*Exercise directions:* All lines in the data that hold the word "find" need copying.

◇ ◇ ◇ ◇ ◇ ◇ ◇

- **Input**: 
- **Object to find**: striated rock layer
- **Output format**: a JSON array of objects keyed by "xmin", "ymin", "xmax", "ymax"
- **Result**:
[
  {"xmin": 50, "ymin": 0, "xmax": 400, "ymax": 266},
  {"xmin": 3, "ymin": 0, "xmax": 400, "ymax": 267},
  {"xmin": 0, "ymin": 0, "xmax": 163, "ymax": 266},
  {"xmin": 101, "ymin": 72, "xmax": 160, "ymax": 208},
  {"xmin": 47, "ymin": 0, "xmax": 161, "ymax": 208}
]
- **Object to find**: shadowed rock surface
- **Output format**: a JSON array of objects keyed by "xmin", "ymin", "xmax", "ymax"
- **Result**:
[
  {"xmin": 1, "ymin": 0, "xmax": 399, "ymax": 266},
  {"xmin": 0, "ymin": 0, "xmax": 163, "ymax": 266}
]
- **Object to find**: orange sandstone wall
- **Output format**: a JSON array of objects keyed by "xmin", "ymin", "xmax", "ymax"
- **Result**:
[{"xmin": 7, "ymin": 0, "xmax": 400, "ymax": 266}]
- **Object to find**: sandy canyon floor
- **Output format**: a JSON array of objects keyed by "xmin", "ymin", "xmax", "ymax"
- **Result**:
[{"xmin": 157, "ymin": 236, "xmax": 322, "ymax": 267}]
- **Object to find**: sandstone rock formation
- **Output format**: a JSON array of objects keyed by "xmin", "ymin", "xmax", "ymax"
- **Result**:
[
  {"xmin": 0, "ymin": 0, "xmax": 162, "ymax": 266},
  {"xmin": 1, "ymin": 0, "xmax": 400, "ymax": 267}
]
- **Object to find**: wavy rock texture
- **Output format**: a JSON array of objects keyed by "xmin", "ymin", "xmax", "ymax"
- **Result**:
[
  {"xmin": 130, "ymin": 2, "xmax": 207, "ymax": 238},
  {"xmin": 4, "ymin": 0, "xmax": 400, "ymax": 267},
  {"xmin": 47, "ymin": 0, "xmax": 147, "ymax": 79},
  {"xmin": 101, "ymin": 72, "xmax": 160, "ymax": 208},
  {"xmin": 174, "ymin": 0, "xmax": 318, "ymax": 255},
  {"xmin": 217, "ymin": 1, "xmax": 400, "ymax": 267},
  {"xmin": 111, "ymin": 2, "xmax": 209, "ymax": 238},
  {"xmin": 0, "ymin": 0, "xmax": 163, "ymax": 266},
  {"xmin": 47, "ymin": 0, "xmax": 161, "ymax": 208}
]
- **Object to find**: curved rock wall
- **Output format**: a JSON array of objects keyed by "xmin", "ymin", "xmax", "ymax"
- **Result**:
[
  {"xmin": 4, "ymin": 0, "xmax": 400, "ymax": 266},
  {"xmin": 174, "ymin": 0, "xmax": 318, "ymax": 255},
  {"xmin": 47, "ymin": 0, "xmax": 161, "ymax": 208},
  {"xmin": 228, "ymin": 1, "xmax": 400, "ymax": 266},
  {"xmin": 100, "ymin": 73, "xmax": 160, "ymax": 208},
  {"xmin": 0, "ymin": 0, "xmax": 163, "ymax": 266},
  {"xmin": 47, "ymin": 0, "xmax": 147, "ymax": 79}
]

◇ ◇ ◇ ◇ ◇ ◇ ◇

*Problem solution:*
- **Object to find**: striated rock layer
- **Object to find**: shadowed rock surface
- **Object to find**: orange sandstone wall
- **Object to find**: sandy canyon floor
- **Object to find**: sandstone rock formation
- **Object to find**: wavy rock texture
- **Object to find**: curved rock wall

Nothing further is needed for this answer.